* [Extract to read]
Below is some code to (a) determine which combinations to ignore, and (b)
create line plots. My HolmSidak class automatically does an ANOVA, determines
whether or not multiple compaisons are warranted, performs Fisher's LSD, then
uses the Holm-Sidak step up correction to correct for FWER. The comparisons to be
ignored are ones between different groups and different E:T ratios 
(for example, CAR-P WT 1:1 CAR-P CSF1R 1:10).

In [9]:
def _logical_ignore_comps(labelled_line_groups,
                          group_strs,
                          xgroup_strs):
    """
    Only want to compare along a line group (e.g. timecourse) or
    down an x-column (e.g. JE6 DMSO 0m vs JE6 U0126 0m), but not
    all the random other comparisons because statistically they're
    kind of useless
    
    So this function will find all of the pairs that are useless
    """
    groups_unpacked = []
    for group in labelled_line_groups:
        groups_unpacked += group
    # This will hold the ignored pairs
    ignore_me_senpai = []
    # First, get all pairs
    paired = gh.make_pairs(groups_unpacked,
                           dupes = False,
                           reverse = False)
    # Then iterate over and check the labels
    for p in paired:
        gs_check = 0
        xs_check = 0
        # Check all the group strings
        for gs in group_strs:
            if gs_check == 1:
                pass
            elif gs in p[0][0] and gs in p[1][0]:
                gs_check = 1
        # Check all the xgroup strings
        for xs in xgroup_strs:
            if xs_check == 1:
                pass
            elif xs in p[0][0] and xs in p[1][0]:
                xs_check = 1
        # If there isn't a match, in either, ignore
        if gs_check == 0 and xs_check == 0:
            ignore_me_senpai.append(p)
    # Return the ignored pairs at the end
    return ignore_me_senpai

def perform_line_statistics(labelled_line_groups,
                            ignore_comps,
                            comp_type,
                            statsfile):
    """
    labelled_line_groups -> data with labels
                            list of lists of [label, [d1,d2,...,dn]]
    ignore_comps -> list of pairs ("group 1", "group 2") to not be
                    compared
    comp_type -> statistics to use, currently only
                 ["HolmSidak", "TukeyHSD"] are supported
                 (both do an ANOVA first by default)
    statsfile -> a string to the output path and filename
                 for the statistics file output
    #####
    Returns None, just dumps the statsfile
    """
    assert comp_type in ["HolmSidak", "TukeyHSD"], f"Invalid comparison type: {comp_type}"
    groups_unpacked = []
    for group in labelled_line_groups:
        groups_unpacked += group
    if comp_type == "HolmSidak":
        comparison = sh.HolmSidak(*groups_unpacked,
                                  labels = True,
                                  override = True,
                                  alpha = 0.05,
                                  no_comp = ignore_comps)

* [Short task 1]
In the listing, copy out word for word everything from the line with "Target: daylight through window" to the line with "xmin=318 ymin=110 xmax=482 ymax=218".

* [Given records]
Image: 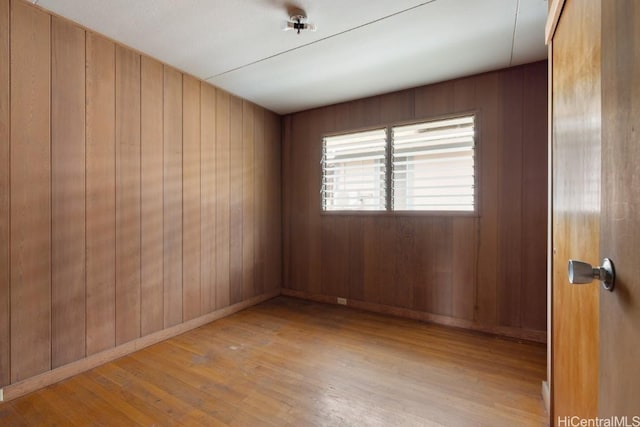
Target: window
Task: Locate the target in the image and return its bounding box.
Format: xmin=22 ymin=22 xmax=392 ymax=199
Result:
xmin=322 ymin=129 xmax=387 ymax=211
xmin=391 ymin=116 xmax=475 ymax=211
xmin=321 ymin=115 xmax=476 ymax=212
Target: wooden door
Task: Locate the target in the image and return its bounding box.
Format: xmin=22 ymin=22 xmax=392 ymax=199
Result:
xmin=550 ymin=0 xmax=601 ymax=420
xmin=598 ymin=0 xmax=640 ymax=414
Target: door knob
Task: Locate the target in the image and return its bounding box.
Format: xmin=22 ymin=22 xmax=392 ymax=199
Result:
xmin=569 ymin=258 xmax=616 ymax=292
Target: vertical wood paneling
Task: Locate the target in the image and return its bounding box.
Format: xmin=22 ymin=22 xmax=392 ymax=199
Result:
xmin=426 ymin=218 xmax=455 ymax=316
xmin=242 ymin=101 xmax=256 ymax=299
xmin=10 ymin=1 xmax=51 ymax=382
xmin=520 ymin=63 xmax=547 ymax=330
xmin=51 ymin=17 xmax=86 ymax=368
xmin=86 ymin=32 xmax=116 ymax=355
xmin=216 ymin=90 xmax=229 ymax=308
xmin=140 ymin=56 xmax=164 ymax=336
xmin=252 ymin=107 xmax=264 ymax=295
xmin=0 ymin=0 xmax=11 ymax=387
xmin=498 ymin=68 xmax=523 ymax=327
xmin=182 ymin=75 xmax=201 ymax=320
xmin=0 ymin=0 xmax=282 ymax=387
xmin=116 ymin=46 xmax=140 ymax=344
xmin=392 ymin=217 xmax=419 ymax=307
xmin=320 ymin=216 xmax=350 ymax=297
xmin=229 ymin=96 xmax=243 ymax=304
xmin=476 ymin=73 xmax=500 ymax=325
xmin=282 ymin=62 xmax=547 ymax=335
xmin=200 ymin=84 xmax=216 ymax=314
xmin=451 ymin=218 xmax=478 ymax=320
xmin=261 ymin=112 xmax=283 ymax=291
xmin=164 ymin=66 xmax=182 ymax=328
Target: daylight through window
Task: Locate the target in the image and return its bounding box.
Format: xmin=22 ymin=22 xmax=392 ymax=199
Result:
xmin=321 ymin=115 xmax=476 ymax=212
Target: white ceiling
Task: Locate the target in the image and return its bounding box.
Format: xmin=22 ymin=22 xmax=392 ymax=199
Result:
xmin=33 ymin=0 xmax=548 ymax=114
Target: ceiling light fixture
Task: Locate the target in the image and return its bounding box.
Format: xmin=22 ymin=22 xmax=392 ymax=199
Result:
xmin=282 ymin=10 xmax=318 ymax=34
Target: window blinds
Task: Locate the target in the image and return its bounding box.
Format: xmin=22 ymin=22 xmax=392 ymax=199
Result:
xmin=321 ymin=129 xmax=387 ymax=211
xmin=392 ymin=115 xmax=475 ymax=211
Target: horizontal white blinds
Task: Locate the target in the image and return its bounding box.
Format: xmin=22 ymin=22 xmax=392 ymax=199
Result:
xmin=321 ymin=129 xmax=387 ymax=211
xmin=392 ymin=115 xmax=475 ymax=211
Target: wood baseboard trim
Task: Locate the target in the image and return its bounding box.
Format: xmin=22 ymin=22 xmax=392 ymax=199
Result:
xmin=0 ymin=289 xmax=280 ymax=402
xmin=282 ymin=289 xmax=547 ymax=343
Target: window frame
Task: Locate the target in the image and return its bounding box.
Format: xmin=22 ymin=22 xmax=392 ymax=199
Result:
xmin=318 ymin=110 xmax=482 ymax=218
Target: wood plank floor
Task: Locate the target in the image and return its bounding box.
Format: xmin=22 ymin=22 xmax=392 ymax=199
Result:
xmin=0 ymin=297 xmax=546 ymax=426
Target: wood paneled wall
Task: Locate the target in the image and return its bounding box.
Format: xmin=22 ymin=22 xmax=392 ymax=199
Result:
xmin=283 ymin=61 xmax=547 ymax=340
xmin=0 ymin=0 xmax=281 ymax=386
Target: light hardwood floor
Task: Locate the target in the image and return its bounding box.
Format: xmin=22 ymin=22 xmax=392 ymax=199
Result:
xmin=0 ymin=297 xmax=546 ymax=426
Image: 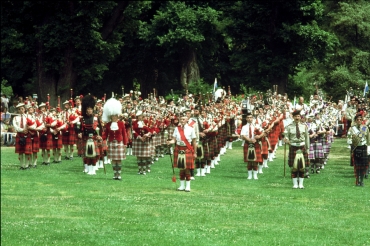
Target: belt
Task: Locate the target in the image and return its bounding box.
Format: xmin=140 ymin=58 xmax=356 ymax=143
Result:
xmin=290 ymin=142 xmax=305 ymax=147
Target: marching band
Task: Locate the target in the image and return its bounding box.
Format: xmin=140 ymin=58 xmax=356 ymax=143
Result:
xmin=3 ymin=83 xmax=370 ymax=187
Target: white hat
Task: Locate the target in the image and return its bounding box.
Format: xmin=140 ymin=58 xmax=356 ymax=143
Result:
xmin=15 ymin=103 xmax=24 ymax=108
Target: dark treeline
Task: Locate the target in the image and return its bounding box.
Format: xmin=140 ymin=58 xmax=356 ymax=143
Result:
xmin=1 ymin=0 xmax=370 ymax=102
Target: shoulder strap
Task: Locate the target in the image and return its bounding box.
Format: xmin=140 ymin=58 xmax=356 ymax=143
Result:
xmin=177 ymin=126 xmax=193 ymax=150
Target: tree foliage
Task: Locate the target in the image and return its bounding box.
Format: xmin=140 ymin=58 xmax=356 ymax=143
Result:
xmin=1 ymin=0 xmax=370 ymax=104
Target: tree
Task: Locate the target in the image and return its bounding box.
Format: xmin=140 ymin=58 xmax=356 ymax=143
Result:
xmin=139 ymin=1 xmax=219 ymax=88
xmin=225 ymin=0 xmax=335 ymax=93
xmin=1 ymin=1 xmax=129 ymax=103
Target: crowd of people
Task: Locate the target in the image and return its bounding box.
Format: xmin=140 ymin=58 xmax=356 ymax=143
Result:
xmin=1 ymin=89 xmax=370 ymax=189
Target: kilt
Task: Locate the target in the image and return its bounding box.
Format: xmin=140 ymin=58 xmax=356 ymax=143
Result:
xmin=173 ymin=145 xmax=194 ymax=169
xmin=82 ymin=137 xmax=100 ymax=163
xmin=208 ymin=136 xmax=218 ymax=158
xmin=321 ymin=137 xmax=330 ymax=154
xmin=269 ymin=125 xmax=280 ymax=147
xmin=261 ymin=137 xmax=269 ymax=155
xmin=32 ymin=134 xmax=40 ymax=153
xmin=39 ymin=132 xmax=53 ymax=150
xmin=308 ymin=142 xmax=324 ymax=160
xmin=132 ymin=139 xmax=153 ymax=157
xmin=76 ymin=138 xmax=84 ymax=155
xmin=288 ymin=145 xmax=310 ymax=167
xmin=15 ymin=133 xmax=32 ymax=155
xmin=202 ymin=139 xmax=212 ymax=160
xmin=159 ymin=130 xmax=167 ymax=145
xmin=152 ymin=133 xmax=161 ymax=147
xmin=243 ymin=142 xmax=262 ymax=162
xmin=52 ymin=134 xmax=63 ymax=149
xmin=107 ymin=142 xmax=126 ymax=161
xmin=62 ymin=128 xmax=77 ymax=145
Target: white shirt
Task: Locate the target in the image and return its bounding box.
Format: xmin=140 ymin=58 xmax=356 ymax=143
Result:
xmin=172 ymin=125 xmax=197 ymax=144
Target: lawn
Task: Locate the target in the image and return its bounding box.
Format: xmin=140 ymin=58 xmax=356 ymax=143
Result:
xmin=1 ymin=139 xmax=370 ymax=246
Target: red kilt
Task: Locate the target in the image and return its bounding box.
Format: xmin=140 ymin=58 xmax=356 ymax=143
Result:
xmin=269 ymin=125 xmax=280 ymax=147
xmin=261 ymin=137 xmax=270 ymax=155
xmin=202 ymin=139 xmax=212 ymax=160
xmin=208 ymin=136 xmax=219 ymax=158
xmin=76 ymin=138 xmax=84 ymax=155
xmin=132 ymin=139 xmax=153 ymax=157
xmin=107 ymin=141 xmax=126 ymax=161
xmin=32 ymin=134 xmax=40 ymax=153
xmin=39 ymin=132 xmax=53 ymax=150
xmin=15 ymin=133 xmax=32 ymax=155
xmin=52 ymin=134 xmax=63 ymax=149
xmin=243 ymin=142 xmax=262 ymax=162
xmin=152 ymin=133 xmax=161 ymax=147
xmin=62 ymin=127 xmax=77 ymax=145
xmin=288 ymin=145 xmax=310 ymax=167
xmin=173 ymin=145 xmax=194 ymax=169
xmin=82 ymin=137 xmax=100 ymax=164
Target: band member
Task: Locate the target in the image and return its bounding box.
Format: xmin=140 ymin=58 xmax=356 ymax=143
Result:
xmin=347 ymin=114 xmax=370 ymax=186
xmin=61 ymin=101 xmax=79 ymax=160
xmin=77 ymin=95 xmax=101 ymax=175
xmin=102 ymin=98 xmax=128 ymax=180
xmin=13 ymin=103 xmax=33 ymax=170
xmin=132 ymin=111 xmax=153 ymax=175
xmin=27 ymin=104 xmax=45 ymax=168
xmin=50 ymin=111 xmax=66 ymax=163
xmin=167 ymin=115 xmax=197 ymax=192
xmin=284 ymin=110 xmax=310 ymax=189
xmin=240 ymin=112 xmax=264 ymax=179
xmin=39 ymin=103 xmax=53 ymax=165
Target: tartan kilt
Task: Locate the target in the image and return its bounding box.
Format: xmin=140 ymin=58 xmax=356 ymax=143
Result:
xmin=216 ymin=131 xmax=225 ymax=149
xmin=221 ymin=124 xmax=228 ymax=146
xmin=208 ymin=136 xmax=218 ymax=158
xmin=202 ymin=139 xmax=212 ymax=160
xmin=288 ymin=145 xmax=310 ymax=167
xmin=173 ymin=145 xmax=194 ymax=169
xmin=132 ymin=139 xmax=153 ymax=157
xmin=152 ymin=133 xmax=161 ymax=147
xmin=62 ymin=128 xmax=77 ymax=145
xmin=261 ymin=138 xmax=269 ymax=155
xmin=39 ymin=132 xmax=53 ymax=150
xmin=76 ymin=138 xmax=84 ymax=155
xmin=269 ymin=130 xmax=279 ymax=147
xmin=32 ymin=134 xmax=40 ymax=153
xmin=101 ymin=140 xmax=108 ymax=151
xmin=82 ymin=137 xmax=100 ymax=157
xmin=149 ymin=138 xmax=156 ymax=156
xmin=308 ymin=142 xmax=324 ymax=160
xmin=15 ymin=134 xmax=32 ymax=155
xmin=321 ymin=138 xmax=330 ymax=153
xmin=107 ymin=142 xmax=126 ymax=161
xmin=243 ymin=142 xmax=263 ymax=162
xmin=159 ymin=131 xmax=167 ymax=145
xmin=52 ymin=134 xmax=63 ymax=149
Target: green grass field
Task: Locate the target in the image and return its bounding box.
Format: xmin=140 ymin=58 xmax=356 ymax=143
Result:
xmin=1 ymin=139 xmax=370 ymax=246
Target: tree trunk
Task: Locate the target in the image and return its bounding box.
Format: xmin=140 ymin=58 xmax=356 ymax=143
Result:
xmin=180 ymin=49 xmax=200 ymax=88
xmin=37 ymin=40 xmax=57 ymax=106
xmin=56 ymin=45 xmax=77 ymax=103
xmin=270 ymin=75 xmax=288 ymax=95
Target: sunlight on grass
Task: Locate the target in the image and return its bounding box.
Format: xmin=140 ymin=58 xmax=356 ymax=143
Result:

* [Short task 2]
Name every parameter that the function perform_line_statistics takes in the statistics code.

* [Right answer 1]
Target: daylight through window
Task: Locate the target in the image and return its bounding box.
Format: xmin=22 ymin=22 xmax=392 ymax=199
Result:
xmin=321 ymin=115 xmax=476 ymax=212
Target: white ceiling
Task: Locate the target in the image and return its bounding box.
Format: xmin=22 ymin=22 xmax=392 ymax=199
Result:
xmin=33 ymin=0 xmax=548 ymax=114
Target: ceiling light fixture
Task: Locate the target in the image and return its bounding box.
Format: xmin=22 ymin=22 xmax=392 ymax=199
Result:
xmin=282 ymin=10 xmax=318 ymax=34
Target: window blinds
Task: Locate the target in the image and return its bounding box.
Format: xmin=22 ymin=22 xmax=392 ymax=199
Result:
xmin=321 ymin=129 xmax=387 ymax=211
xmin=392 ymin=115 xmax=475 ymax=211
Target: horizontal white blinds
Task: Locate the target in the image and return its bounding box.
Format: xmin=22 ymin=22 xmax=392 ymax=199
Result:
xmin=321 ymin=129 xmax=387 ymax=211
xmin=392 ymin=115 xmax=475 ymax=211
Target: wood baseboard trim
Task: Locate the target in the image and return its bounding box.
Format: xmin=22 ymin=22 xmax=392 ymax=199
Result:
xmin=0 ymin=289 xmax=280 ymax=402
xmin=282 ymin=289 xmax=547 ymax=343
Target: window frame
Task: Locate the target in the image and return its bounding box.
Format: xmin=22 ymin=22 xmax=392 ymax=199
Result:
xmin=318 ymin=110 xmax=482 ymax=218

* [Right answer 2]
labelled_line_groups, ignore_comps, comp_type, statsfile